*Listed records:*
>> begin

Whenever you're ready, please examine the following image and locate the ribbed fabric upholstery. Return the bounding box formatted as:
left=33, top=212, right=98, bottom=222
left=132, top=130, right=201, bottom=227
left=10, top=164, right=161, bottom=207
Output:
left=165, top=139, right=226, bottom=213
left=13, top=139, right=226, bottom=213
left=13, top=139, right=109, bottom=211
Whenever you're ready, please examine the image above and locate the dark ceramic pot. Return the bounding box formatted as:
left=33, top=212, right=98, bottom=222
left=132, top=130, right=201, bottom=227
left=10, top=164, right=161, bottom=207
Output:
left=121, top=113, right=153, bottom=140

>> end

*Task to complete:* Please copy all of the records above line for line, without changing anything.

*Exercise response:*
Whenever you're ready, please examine the following image and locate the ribbed fabric upholstery. Return the bounding box formatted as:
left=33, top=212, right=98, bottom=222
left=132, top=130, right=201, bottom=227
left=10, top=164, right=161, bottom=207
Output:
left=165, top=139, right=226, bottom=213
left=13, top=139, right=226, bottom=213
left=13, top=139, right=109, bottom=211
Whenever you're ready, please examine the image above and locate the dark ceramic pot. Return the bounding box formatted as:
left=33, top=212, right=98, bottom=222
left=132, top=130, right=201, bottom=227
left=10, top=164, right=161, bottom=207
Output:
left=121, top=113, right=153, bottom=140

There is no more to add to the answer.